(Phrase grounding data)

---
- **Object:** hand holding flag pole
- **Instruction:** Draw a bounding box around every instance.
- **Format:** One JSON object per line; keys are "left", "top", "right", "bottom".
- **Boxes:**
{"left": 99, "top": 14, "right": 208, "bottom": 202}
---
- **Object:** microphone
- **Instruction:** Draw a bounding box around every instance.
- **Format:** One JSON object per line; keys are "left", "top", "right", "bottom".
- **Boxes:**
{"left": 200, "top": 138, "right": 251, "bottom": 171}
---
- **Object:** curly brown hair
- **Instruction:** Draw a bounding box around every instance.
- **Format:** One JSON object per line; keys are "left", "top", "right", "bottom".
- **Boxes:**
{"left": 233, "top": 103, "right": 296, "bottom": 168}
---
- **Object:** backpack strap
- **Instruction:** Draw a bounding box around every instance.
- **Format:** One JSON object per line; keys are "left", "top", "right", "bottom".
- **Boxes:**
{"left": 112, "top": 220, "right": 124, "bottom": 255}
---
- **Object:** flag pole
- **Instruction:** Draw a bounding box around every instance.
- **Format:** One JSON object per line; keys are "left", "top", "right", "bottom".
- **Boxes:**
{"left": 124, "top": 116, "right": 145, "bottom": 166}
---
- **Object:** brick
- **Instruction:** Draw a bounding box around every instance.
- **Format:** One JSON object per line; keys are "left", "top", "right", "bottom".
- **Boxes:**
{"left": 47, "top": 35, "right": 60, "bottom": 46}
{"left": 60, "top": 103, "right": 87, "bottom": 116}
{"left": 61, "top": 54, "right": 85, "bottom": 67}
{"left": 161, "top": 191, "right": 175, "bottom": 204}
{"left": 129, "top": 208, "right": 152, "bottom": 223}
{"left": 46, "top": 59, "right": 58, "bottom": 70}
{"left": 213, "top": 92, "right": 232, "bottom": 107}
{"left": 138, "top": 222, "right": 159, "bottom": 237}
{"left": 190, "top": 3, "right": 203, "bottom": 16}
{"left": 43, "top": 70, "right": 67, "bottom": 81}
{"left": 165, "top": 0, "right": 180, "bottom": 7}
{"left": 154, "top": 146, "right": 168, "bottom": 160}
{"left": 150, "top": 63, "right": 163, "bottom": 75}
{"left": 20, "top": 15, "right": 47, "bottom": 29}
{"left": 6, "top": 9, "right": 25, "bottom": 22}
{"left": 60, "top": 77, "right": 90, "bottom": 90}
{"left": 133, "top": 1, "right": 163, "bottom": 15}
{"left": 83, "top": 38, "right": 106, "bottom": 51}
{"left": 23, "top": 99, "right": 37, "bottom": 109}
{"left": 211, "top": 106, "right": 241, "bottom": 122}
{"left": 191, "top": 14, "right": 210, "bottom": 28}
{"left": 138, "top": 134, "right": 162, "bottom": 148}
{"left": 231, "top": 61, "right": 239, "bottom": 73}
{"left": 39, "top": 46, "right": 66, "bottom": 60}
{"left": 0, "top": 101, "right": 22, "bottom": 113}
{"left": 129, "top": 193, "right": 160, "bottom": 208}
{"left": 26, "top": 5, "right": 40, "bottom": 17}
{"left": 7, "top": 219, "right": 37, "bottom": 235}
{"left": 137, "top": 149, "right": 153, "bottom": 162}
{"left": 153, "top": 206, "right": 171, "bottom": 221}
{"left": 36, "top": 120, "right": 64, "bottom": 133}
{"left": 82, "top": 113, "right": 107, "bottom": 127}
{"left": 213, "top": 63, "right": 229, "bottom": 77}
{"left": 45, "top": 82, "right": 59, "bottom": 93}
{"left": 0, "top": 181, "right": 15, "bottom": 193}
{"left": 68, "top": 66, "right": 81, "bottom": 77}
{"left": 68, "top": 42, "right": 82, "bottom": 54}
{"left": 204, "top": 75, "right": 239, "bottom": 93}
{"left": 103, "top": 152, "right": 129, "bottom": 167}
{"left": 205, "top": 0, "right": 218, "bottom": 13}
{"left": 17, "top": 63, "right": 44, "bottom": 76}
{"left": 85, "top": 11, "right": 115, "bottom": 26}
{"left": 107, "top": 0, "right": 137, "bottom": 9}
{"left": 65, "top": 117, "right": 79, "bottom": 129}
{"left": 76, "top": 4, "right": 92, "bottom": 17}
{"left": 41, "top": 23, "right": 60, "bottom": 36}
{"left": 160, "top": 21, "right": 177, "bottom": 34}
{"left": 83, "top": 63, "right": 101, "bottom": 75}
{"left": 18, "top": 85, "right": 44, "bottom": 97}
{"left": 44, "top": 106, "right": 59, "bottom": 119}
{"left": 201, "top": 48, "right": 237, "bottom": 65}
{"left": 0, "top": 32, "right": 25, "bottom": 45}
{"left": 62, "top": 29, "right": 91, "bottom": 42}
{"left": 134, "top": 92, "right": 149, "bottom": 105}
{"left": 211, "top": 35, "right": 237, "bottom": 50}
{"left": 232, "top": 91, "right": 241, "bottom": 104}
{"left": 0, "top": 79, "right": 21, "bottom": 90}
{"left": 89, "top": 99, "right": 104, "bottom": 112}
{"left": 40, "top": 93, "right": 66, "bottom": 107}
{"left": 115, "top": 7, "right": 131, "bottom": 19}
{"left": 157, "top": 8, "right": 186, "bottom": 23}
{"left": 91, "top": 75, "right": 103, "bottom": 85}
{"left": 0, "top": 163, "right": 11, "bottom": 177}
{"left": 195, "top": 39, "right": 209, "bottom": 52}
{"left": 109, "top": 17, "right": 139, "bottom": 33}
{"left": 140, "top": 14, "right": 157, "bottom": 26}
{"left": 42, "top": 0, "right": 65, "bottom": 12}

_Assigned task_:
Transcribe the records above with every character unchanged.

_Output below_:
---
- **Object:** hand holding flag pole
- **Instruction:** Draw a bounding box around every instance.
- **Format:** One JSON object per line; keys are "left", "top", "right", "bottom".
- **Boxes:**
{"left": 99, "top": 14, "right": 208, "bottom": 202}
---
- **Object:** microphone
- **Instruction:** Draw a bounding box around every instance.
- **Format:** One JSON object per line; keys are "left", "top", "right", "bottom".
- **Boxes:**
{"left": 200, "top": 138, "right": 251, "bottom": 171}
---
- **Object:** curly brown hair
- **Instruction:** Draw a bounding box around every instance.
- **Format:** One JSON object per line; keys are "left", "top", "right", "bottom".
- **Boxes:**
{"left": 233, "top": 103, "right": 296, "bottom": 168}
---
- **Object:** backpack strap
- **Instruction:** Draw a bounding box around every instance.
- **Format:** One JSON object per line; keys are "left", "top", "right", "bottom".
- **Boxes:**
{"left": 112, "top": 220, "right": 124, "bottom": 255}
---
- **Object:** flag pole
- **Instruction:** Draw a bounding box around every instance.
- **Format:** One JSON object per line; keys are "left", "top", "right", "bottom".
- **Boxes:**
{"left": 124, "top": 116, "right": 145, "bottom": 166}
---
- **Object:** brick
- **Instruction:** Draw a bounding box around every instance.
- **Format:** One JSON object per line; keys are "left", "top", "right", "bottom".
- **Boxes:**
{"left": 47, "top": 35, "right": 60, "bottom": 46}
{"left": 60, "top": 103, "right": 87, "bottom": 116}
{"left": 61, "top": 54, "right": 85, "bottom": 67}
{"left": 161, "top": 191, "right": 175, "bottom": 204}
{"left": 129, "top": 208, "right": 152, "bottom": 223}
{"left": 46, "top": 59, "right": 58, "bottom": 70}
{"left": 213, "top": 92, "right": 232, "bottom": 107}
{"left": 138, "top": 222, "right": 159, "bottom": 237}
{"left": 190, "top": 3, "right": 203, "bottom": 16}
{"left": 43, "top": 70, "right": 67, "bottom": 81}
{"left": 165, "top": 0, "right": 180, "bottom": 7}
{"left": 154, "top": 146, "right": 168, "bottom": 160}
{"left": 150, "top": 63, "right": 163, "bottom": 75}
{"left": 20, "top": 15, "right": 47, "bottom": 29}
{"left": 6, "top": 9, "right": 25, "bottom": 22}
{"left": 60, "top": 77, "right": 90, "bottom": 90}
{"left": 133, "top": 1, "right": 163, "bottom": 15}
{"left": 83, "top": 38, "right": 106, "bottom": 51}
{"left": 23, "top": 99, "right": 37, "bottom": 109}
{"left": 211, "top": 106, "right": 241, "bottom": 122}
{"left": 191, "top": 14, "right": 210, "bottom": 28}
{"left": 138, "top": 134, "right": 162, "bottom": 148}
{"left": 231, "top": 61, "right": 239, "bottom": 73}
{"left": 39, "top": 46, "right": 66, "bottom": 60}
{"left": 0, "top": 101, "right": 22, "bottom": 113}
{"left": 129, "top": 193, "right": 160, "bottom": 208}
{"left": 26, "top": 5, "right": 40, "bottom": 17}
{"left": 7, "top": 219, "right": 37, "bottom": 235}
{"left": 137, "top": 149, "right": 153, "bottom": 162}
{"left": 153, "top": 206, "right": 171, "bottom": 221}
{"left": 36, "top": 120, "right": 64, "bottom": 133}
{"left": 82, "top": 113, "right": 107, "bottom": 127}
{"left": 213, "top": 63, "right": 229, "bottom": 77}
{"left": 45, "top": 82, "right": 59, "bottom": 93}
{"left": 0, "top": 181, "right": 15, "bottom": 193}
{"left": 68, "top": 66, "right": 81, "bottom": 77}
{"left": 68, "top": 42, "right": 82, "bottom": 54}
{"left": 204, "top": 75, "right": 239, "bottom": 93}
{"left": 103, "top": 152, "right": 129, "bottom": 167}
{"left": 205, "top": 0, "right": 218, "bottom": 13}
{"left": 17, "top": 63, "right": 44, "bottom": 76}
{"left": 85, "top": 11, "right": 115, "bottom": 26}
{"left": 107, "top": 0, "right": 137, "bottom": 9}
{"left": 65, "top": 117, "right": 79, "bottom": 129}
{"left": 76, "top": 4, "right": 92, "bottom": 17}
{"left": 41, "top": 23, "right": 60, "bottom": 36}
{"left": 160, "top": 21, "right": 177, "bottom": 34}
{"left": 83, "top": 63, "right": 101, "bottom": 75}
{"left": 18, "top": 85, "right": 44, "bottom": 97}
{"left": 44, "top": 106, "right": 59, "bottom": 119}
{"left": 201, "top": 48, "right": 237, "bottom": 65}
{"left": 0, "top": 32, "right": 25, "bottom": 45}
{"left": 62, "top": 29, "right": 91, "bottom": 42}
{"left": 134, "top": 92, "right": 149, "bottom": 105}
{"left": 211, "top": 35, "right": 237, "bottom": 50}
{"left": 232, "top": 91, "right": 241, "bottom": 104}
{"left": 0, "top": 79, "right": 21, "bottom": 90}
{"left": 89, "top": 99, "right": 104, "bottom": 112}
{"left": 40, "top": 93, "right": 66, "bottom": 107}
{"left": 115, "top": 7, "right": 131, "bottom": 19}
{"left": 157, "top": 8, "right": 186, "bottom": 23}
{"left": 91, "top": 75, "right": 103, "bottom": 85}
{"left": 0, "top": 163, "right": 11, "bottom": 177}
{"left": 195, "top": 39, "right": 209, "bottom": 52}
{"left": 109, "top": 17, "right": 139, "bottom": 33}
{"left": 140, "top": 14, "right": 157, "bottom": 26}
{"left": 42, "top": 0, "right": 65, "bottom": 12}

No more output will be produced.